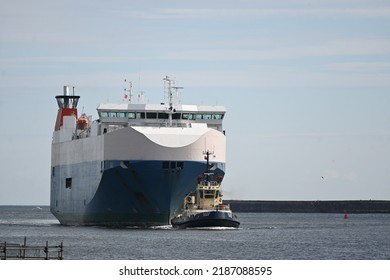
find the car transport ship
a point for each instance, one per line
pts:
(134, 165)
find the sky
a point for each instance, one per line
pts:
(306, 85)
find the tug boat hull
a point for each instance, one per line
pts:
(207, 219)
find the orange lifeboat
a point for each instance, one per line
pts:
(83, 122)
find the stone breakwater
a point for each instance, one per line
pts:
(334, 206)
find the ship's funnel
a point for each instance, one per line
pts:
(66, 90)
(67, 106)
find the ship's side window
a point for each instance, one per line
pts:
(68, 183)
(103, 114)
(187, 116)
(151, 115)
(140, 115)
(180, 165)
(176, 116)
(163, 116)
(209, 194)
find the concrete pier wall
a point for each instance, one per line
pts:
(336, 206)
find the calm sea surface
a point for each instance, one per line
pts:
(270, 236)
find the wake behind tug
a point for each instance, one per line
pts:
(205, 208)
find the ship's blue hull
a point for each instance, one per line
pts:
(123, 193)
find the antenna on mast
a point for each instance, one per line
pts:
(129, 90)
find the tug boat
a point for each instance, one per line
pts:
(205, 208)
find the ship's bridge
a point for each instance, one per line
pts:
(116, 116)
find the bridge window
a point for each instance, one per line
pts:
(131, 115)
(176, 116)
(140, 115)
(187, 116)
(151, 115)
(68, 183)
(218, 116)
(163, 116)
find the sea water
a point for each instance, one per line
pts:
(270, 236)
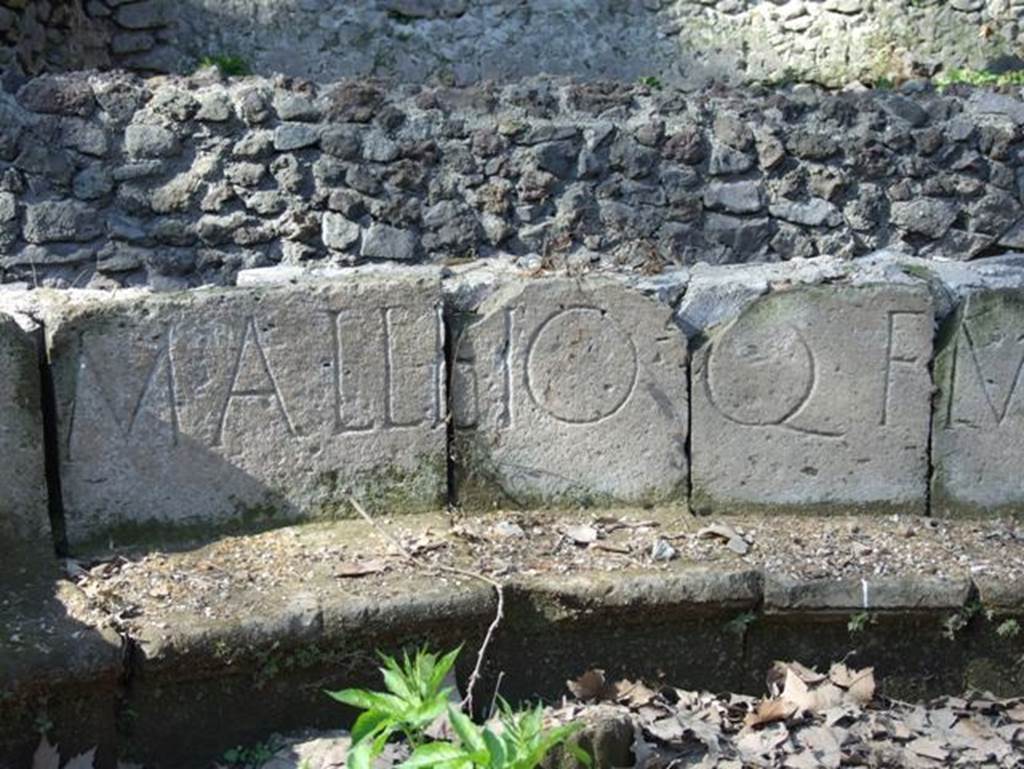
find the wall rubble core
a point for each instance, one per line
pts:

TASK DETAILS: Rewrite every line of the records above as a JSON list of strings, one string per line, skipping blank lines and leaving the pictures out.

TASK SOLUTION:
[
  "find the car transport ship",
  "a point for each instance, one per line",
  "pts:",
  "(134, 165)",
  "find the sky",
  "a point for each instance, one per line",
  "pts:",
  "(306, 85)",
  "find the tug boat hull",
  "a point for each instance, one per line",
  "pts:",
  "(207, 219)",
  "find the orange lifeboat",
  "a point for each instance, one per line",
  "pts:",
  "(83, 122)",
  "find the stone breakwater",
  "a point for each instance, one per line",
  "pts:",
  "(334, 206)",
  "find the ship's funnel",
  "a point for each instance, one per line",
  "pts:",
  "(66, 90)",
  "(67, 106)",
  "find the ship's side window",
  "a point for each instance, one per line",
  "pts:",
  "(68, 183)",
  "(103, 114)",
  "(187, 116)",
  "(151, 115)",
  "(140, 115)",
  "(180, 165)",
  "(176, 116)",
  "(163, 116)",
  "(209, 194)",
  "find the concrete pier wall",
  "a point for each instance, one per line",
  "pts:",
  "(336, 206)",
  "find the calm sea surface",
  "a point for each instance, one per line",
  "pts:",
  "(270, 236)",
  "find the wake behind tug",
  "a point for each instance, one per line",
  "pts:",
  "(205, 208)",
  "find the ship's blue hull",
  "a point for each instance, one per line",
  "pts:",
  "(123, 193)",
  "find the antenna on mast",
  "a point for each instance, one per line",
  "pts:",
  "(129, 90)",
  "find the tug boat",
  "a point for each instance, one per line",
  "pts:",
  "(205, 208)",
  "find the ship's bridge",
  "a point for each instance, one per line",
  "pts:",
  "(116, 116)",
  "find the bridge window",
  "a point for each instance, one per line",
  "pts:",
  "(131, 115)",
  "(176, 116)",
  "(140, 115)",
  "(187, 116)",
  "(151, 115)",
  "(68, 183)",
  "(218, 116)",
  "(163, 116)",
  "find the sea water",
  "a point for each instance, one per line",
  "pts:",
  "(270, 236)",
  "find the wall rubble core",
  "a point for each instance, one per line",
  "pts:"
]